■ **Description of the task**:
Reproduce every line of the listing below verbatim, changing nothing.

■ **Listing**:
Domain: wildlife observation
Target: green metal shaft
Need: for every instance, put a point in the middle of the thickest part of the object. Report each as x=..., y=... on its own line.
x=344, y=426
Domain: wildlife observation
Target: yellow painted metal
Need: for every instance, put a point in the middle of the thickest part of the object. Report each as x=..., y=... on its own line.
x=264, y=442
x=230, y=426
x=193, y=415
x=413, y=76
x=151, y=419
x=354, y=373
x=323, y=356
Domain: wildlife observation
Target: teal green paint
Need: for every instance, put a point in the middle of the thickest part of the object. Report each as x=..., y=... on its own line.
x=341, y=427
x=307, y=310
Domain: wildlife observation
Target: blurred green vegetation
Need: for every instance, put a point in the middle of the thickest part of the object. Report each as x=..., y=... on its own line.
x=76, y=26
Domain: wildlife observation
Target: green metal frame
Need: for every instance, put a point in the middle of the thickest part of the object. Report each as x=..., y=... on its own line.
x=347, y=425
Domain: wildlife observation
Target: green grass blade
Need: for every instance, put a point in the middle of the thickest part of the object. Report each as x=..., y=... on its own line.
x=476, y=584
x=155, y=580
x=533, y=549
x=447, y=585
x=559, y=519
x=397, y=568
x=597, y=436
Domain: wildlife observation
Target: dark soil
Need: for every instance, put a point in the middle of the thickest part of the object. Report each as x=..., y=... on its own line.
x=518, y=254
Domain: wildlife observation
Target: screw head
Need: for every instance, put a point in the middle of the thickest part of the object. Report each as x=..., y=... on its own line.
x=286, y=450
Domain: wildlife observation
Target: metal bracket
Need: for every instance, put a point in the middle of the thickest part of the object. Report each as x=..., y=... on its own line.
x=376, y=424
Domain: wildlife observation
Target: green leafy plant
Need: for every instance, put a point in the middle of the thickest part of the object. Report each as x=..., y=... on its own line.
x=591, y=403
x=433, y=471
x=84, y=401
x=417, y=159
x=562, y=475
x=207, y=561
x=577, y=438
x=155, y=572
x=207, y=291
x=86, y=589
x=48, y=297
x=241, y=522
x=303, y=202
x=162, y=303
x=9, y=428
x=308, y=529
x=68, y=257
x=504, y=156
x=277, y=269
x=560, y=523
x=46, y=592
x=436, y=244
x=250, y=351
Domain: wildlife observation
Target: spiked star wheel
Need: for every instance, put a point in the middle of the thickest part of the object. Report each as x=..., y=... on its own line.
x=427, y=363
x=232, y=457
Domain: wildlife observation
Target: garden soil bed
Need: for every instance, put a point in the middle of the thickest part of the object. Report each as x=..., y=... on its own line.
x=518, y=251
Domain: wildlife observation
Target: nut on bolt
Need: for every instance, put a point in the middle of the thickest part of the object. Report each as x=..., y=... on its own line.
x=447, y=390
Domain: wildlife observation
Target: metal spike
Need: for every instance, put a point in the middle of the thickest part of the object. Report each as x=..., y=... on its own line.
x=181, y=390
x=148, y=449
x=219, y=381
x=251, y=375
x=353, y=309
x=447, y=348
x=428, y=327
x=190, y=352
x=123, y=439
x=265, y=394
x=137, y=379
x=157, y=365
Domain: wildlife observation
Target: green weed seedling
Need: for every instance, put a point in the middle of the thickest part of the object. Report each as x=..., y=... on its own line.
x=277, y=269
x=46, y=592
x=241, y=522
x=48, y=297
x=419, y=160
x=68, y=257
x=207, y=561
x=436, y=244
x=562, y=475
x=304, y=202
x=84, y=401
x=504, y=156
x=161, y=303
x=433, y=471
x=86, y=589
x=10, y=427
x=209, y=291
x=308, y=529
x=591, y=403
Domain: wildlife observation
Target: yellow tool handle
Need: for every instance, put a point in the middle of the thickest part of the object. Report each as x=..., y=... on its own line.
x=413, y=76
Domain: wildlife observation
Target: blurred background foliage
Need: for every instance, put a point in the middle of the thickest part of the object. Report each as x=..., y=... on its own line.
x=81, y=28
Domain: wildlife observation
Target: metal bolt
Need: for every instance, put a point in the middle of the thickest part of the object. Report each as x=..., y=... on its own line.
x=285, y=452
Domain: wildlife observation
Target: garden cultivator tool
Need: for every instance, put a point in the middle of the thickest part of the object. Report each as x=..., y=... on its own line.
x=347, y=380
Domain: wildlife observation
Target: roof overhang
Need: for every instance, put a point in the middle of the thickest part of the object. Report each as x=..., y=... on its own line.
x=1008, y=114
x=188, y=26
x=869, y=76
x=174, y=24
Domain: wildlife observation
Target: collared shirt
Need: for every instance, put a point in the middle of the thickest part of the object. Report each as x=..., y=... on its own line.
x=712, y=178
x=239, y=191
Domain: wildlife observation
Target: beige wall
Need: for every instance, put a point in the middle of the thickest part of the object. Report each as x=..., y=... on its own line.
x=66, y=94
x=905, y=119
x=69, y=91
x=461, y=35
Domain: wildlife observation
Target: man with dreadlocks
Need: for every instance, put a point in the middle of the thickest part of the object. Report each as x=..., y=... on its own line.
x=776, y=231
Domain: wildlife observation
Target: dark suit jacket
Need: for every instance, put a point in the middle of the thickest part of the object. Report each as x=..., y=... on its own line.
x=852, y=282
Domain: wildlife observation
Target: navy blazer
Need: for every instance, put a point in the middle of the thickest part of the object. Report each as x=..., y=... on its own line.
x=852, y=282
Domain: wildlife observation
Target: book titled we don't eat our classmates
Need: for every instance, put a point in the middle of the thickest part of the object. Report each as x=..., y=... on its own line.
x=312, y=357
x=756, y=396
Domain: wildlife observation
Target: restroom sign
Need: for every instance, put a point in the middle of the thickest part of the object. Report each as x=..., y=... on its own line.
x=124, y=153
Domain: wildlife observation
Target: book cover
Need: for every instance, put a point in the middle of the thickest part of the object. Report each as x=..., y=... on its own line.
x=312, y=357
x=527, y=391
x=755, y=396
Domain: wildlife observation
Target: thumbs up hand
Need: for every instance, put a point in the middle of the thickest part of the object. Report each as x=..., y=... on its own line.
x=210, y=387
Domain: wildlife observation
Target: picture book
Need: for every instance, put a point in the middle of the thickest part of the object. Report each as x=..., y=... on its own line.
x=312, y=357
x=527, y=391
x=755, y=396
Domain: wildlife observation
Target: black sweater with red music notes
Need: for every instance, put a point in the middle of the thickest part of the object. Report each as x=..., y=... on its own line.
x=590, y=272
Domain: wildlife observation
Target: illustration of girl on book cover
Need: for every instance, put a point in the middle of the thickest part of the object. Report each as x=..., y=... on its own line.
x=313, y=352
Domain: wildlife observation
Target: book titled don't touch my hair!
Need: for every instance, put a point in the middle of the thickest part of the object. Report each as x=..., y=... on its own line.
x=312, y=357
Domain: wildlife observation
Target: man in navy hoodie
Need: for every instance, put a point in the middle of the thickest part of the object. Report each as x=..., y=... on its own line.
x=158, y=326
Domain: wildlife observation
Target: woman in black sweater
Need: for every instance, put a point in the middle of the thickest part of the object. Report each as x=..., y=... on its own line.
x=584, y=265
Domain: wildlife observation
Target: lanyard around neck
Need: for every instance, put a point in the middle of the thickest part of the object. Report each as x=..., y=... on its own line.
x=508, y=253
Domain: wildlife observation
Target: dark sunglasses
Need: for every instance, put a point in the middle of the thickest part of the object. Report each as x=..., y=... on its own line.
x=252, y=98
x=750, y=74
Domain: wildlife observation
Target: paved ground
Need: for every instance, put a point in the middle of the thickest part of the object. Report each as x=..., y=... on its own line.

■ **Response to the exercise**:
Domain: wildlife observation
Target: green metal shaft
Need: for every instance, put a point in the middle of the thickest part of the object. Report each as x=..., y=... on its own line.
x=344, y=426
Domain: wildlife observation
Target: yellow painted metal
Need: for every instance, put a point in the middle of the thickest part of the object. Report each as x=..., y=... on its own line.
x=264, y=442
x=230, y=426
x=193, y=415
x=413, y=76
x=151, y=419
x=354, y=373
x=323, y=356
Domain: wildlife observation
Target: teal green paint
Need: for every instance, put a point in the middle of the thickest part of the object. Report each as x=..., y=... on its own line.
x=341, y=427
x=307, y=310
Domain: wildlife observation
Target: blurred green vegetation
Need: for every instance, put a point in the middle of the thickest part of the object. Report each as x=..., y=... on its own line.
x=76, y=26
Domain: wildlife observation
Target: green metal frame
Need: for every instance, put a point in the middle of the thickest part of the object. Report each as x=..., y=... on its own line.
x=347, y=425
Domain: wildlife observation
Target: green grass blade
Need: for every instance, put a point in the middle of the thickest part of the object. Report each as x=..., y=... on its own line.
x=476, y=584
x=155, y=580
x=533, y=549
x=447, y=585
x=559, y=519
x=397, y=568
x=597, y=436
Domain: wildlife observation
Target: dark soil
Need: for every instance, put a point in the middle of the thickest part of the object. Report each as x=..., y=... on its own line.
x=518, y=254
Domain: wildlife observation
Target: screw head
Need: for every instance, put a point in the middle of the thickest part of the object. Report each as x=..., y=... on its own line.
x=286, y=450
Domain: wildlife observation
Target: metal bracket
Need: for every instance, put a point in the middle of the thickest part of the object. Report each as x=..., y=... on its own line.
x=376, y=424
Domain: wildlife observation
Target: green leafy plant
Need: for every instance, put a point in the middle of the thickest part of the object. Report each as x=..., y=... on its own line.
x=591, y=403
x=433, y=471
x=84, y=401
x=417, y=159
x=562, y=475
x=207, y=561
x=577, y=438
x=155, y=572
x=207, y=291
x=86, y=589
x=48, y=297
x=241, y=522
x=303, y=202
x=162, y=303
x=9, y=428
x=308, y=529
x=68, y=257
x=504, y=156
x=277, y=269
x=560, y=523
x=46, y=592
x=436, y=244
x=250, y=351
Domain: wildlife observation
Target: spiked star wheel
Need: for every instance, put a point in the middle of the thickest part of the object. Report each as x=..., y=... on its own line.
x=427, y=363
x=232, y=457
Domain: wildlife observation
Target: garden soil bed
Need: for every instance, put a point in the middle of the thickest part of the object. Report each as x=..., y=... on its own line.
x=518, y=251
Domain: wildlife observation
Target: nut on bolt
Need: for every instance, put a point in the middle of the thickest part of the object. Report each as x=..., y=... on its own line.
x=447, y=390
Domain: wildlife observation
Target: metal spike
Need: for every instance, put a point in the middle of the thickest part of the object. Report each as x=..., y=... on its own line.
x=181, y=390
x=148, y=449
x=219, y=381
x=251, y=375
x=353, y=309
x=447, y=348
x=428, y=327
x=190, y=352
x=123, y=439
x=265, y=394
x=137, y=379
x=157, y=365
Domain: wildlife observation
Target: green weed seedling
Need: for every instance, put a point in the middle of the thickest part of the object. Report each as x=..., y=... on its own line.
x=277, y=269
x=46, y=592
x=241, y=522
x=48, y=297
x=419, y=160
x=68, y=257
x=207, y=561
x=436, y=244
x=562, y=475
x=304, y=202
x=84, y=401
x=504, y=156
x=161, y=303
x=433, y=471
x=86, y=589
x=10, y=427
x=209, y=291
x=308, y=529
x=591, y=403
Domain: wildlife observation
Target: yellow tool handle
Need: for every instance, put a point in the middle of the thickest part of the object. Report each as x=..., y=... on its own line.
x=413, y=76
Domain: wildlife observation
Target: blurred background foliage
Need: for every instance, put a point in the middle of the thickest part of the object. Report each as x=..., y=... on its own line.
x=81, y=28
Domain: wildlife observation
Target: metal bolt
Need: for every instance, put a point in the middle of the thickest part of the object. Report each as x=..., y=... on its own line.
x=285, y=452
Domain: wildlife observation
Target: garden cultivator tool
Need: for every instance, put a point in the middle of the thickest part of the object. Report each as x=..., y=... on its own line.
x=347, y=380
Domain: wildlife observation
Target: roof overhang
Need: for every instance, put a point in the middle of the thickest part of the object. Report each as x=..., y=... on its own line.
x=1008, y=114
x=188, y=26
x=869, y=76
x=174, y=24
Domain: wildlife observation
Target: collared shirt
Need: for every instance, put a point in the middle of the thickest part of the object. Report each as x=..., y=... on its own line.
x=712, y=178
x=239, y=191
Domain: wildlife observation
Target: beige wall
Need: for every instance, put a point in the middle of the thickest part of the object. Report each as x=..., y=... on its own line.
x=66, y=94
x=905, y=119
x=69, y=91
x=461, y=35
Domain: wildlife observation
Target: man with dreadlocks
Need: for every instance, put a point in the middle of the thickest part of the object. Report each as x=..., y=... on its own line.
x=776, y=231
Domain: wildlife observation
Target: dark suit jacket
Need: for every instance, put a point in the middle of the thickest part of the object. Report each as x=..., y=... on its own line.
x=852, y=282
Domain: wildlife observation
Target: navy blazer
Need: for every instance, put a point in the middle of the thickest part of the object. Report each as x=..., y=... on its own line.
x=852, y=282
Domain: wildlife observation
Target: book titled we don't eat our classmates
Need: for every instance, put a point in the middle of the thickest part of the object. Report each as x=..., y=... on its own line.
x=312, y=357
x=756, y=396
Domain: wildlife observation
Target: restroom sign
Need: for every instance, put a point in the middle of the thickest part of the object. Report each as x=..., y=... on its own line.
x=124, y=153
Domain: wildlife observation
Target: book cover
Need: for every instance, put a point in the middle of the thickest part of the object. Report each as x=..., y=... on its own line.
x=312, y=357
x=527, y=391
x=755, y=396
Domain: wildlife observation
Target: thumbs up hand
Need: for every instance, put a point in the middle of the thickest part of the object. Report each as x=..., y=... on its own line.
x=210, y=387
Domain: wildlife observation
Target: picture book
Need: for every instance, put a point in the middle of the thickest part of the object. Report each as x=..., y=... on its own line.
x=312, y=357
x=527, y=391
x=755, y=396
Domain: wildlife observation
Target: black sweater with red music notes
Need: for every instance, put a point in the middle of the thickest part of the object. Report each as x=..., y=... on its own line.
x=590, y=272
Domain: wildlife observation
Target: illustration of girl on book cover
Need: for every instance, put a point in the middle of the thickest part of the object. Report each as x=..., y=... on its own line.
x=313, y=352
Domain: wildlife observation
Target: book titled don't touch my hair!
Need: for every instance, put a point in the middle of the thickest part of the object. Report each as x=..., y=... on its own line.
x=312, y=357
Domain: wildlife observation
Target: man in navy hoodie
Need: for every instance, put a point in the middle of the thickest part of the object. Report each as x=..., y=... on its own line.
x=158, y=326
Domain: wildlife observation
Target: woman in black sweater
Need: for every instance, put a point in the middle of the thickest part of the object. Report each as x=..., y=... on its own line.
x=584, y=265
Domain: wildlife observation
Target: lanyard around neck
Need: for every instance, put a point in the middle of the thickest part of the object. Report each as x=..., y=... on its own line.
x=508, y=253
Domain: wildlife observation
Target: dark sunglasses
Need: for every instance, put a point in the middle of the thickest part of the object. Report each as x=..., y=... on its own line.
x=252, y=98
x=750, y=74
Domain: wildlife observation
Target: paved ground
Need: for every instance, put a point in the middle of the thickest part of the object. Report each as x=..., y=... on its own line.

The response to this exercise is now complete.